The listing below is to be given again in full and word for word, without its images.

------------------------------

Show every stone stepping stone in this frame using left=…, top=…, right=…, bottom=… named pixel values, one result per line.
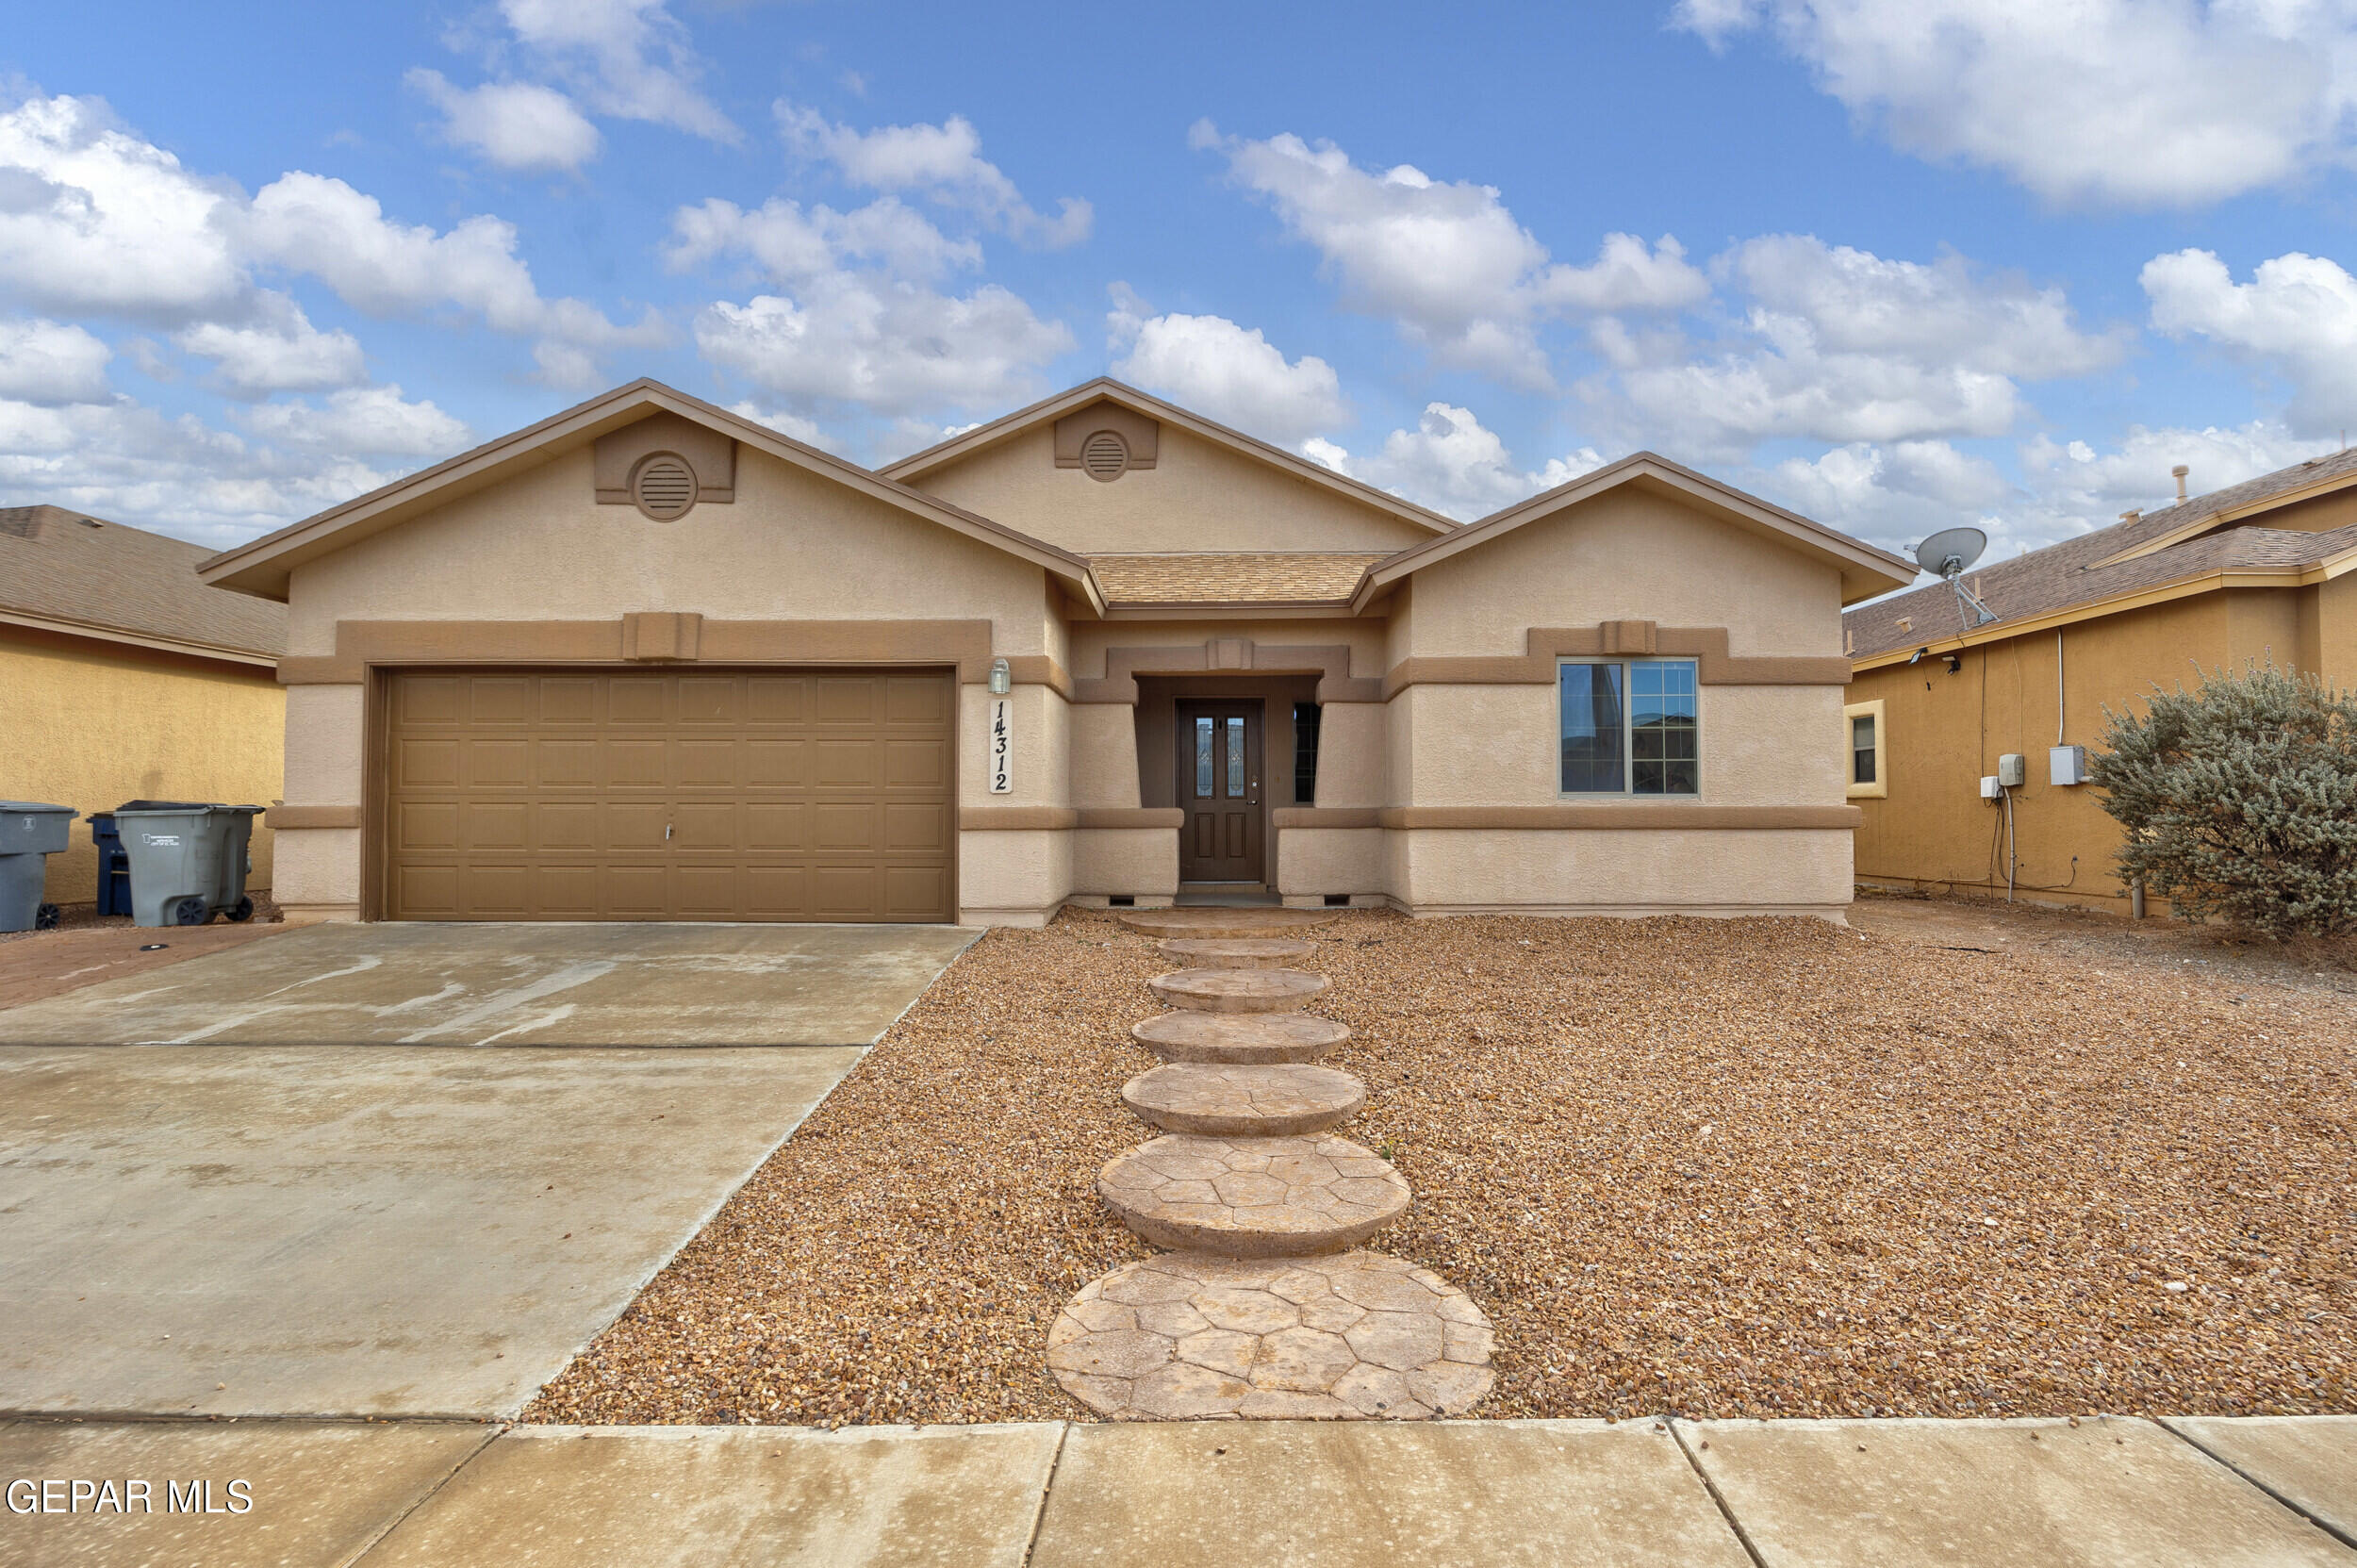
left=1149, top=967, right=1327, bottom=1015
left=1122, top=1063, right=1366, bottom=1137
left=1117, top=908, right=1340, bottom=940
left=1097, top=1132, right=1409, bottom=1256
left=1048, top=1250, right=1495, bottom=1421
left=1157, top=936, right=1314, bottom=969
left=1130, top=1011, right=1351, bottom=1064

------------------------------

▶ _ANSWER TO THIS TASK_
Show every stone stepping stone in this frame using left=…, top=…, right=…, bottom=… named pixel values, one result per line.
left=1149, top=967, right=1327, bottom=1015
left=1122, top=1063, right=1366, bottom=1137
left=1117, top=908, right=1340, bottom=940
left=1097, top=1132, right=1409, bottom=1256
left=1048, top=1250, right=1495, bottom=1421
left=1157, top=936, right=1314, bottom=969
left=1130, top=1011, right=1351, bottom=1064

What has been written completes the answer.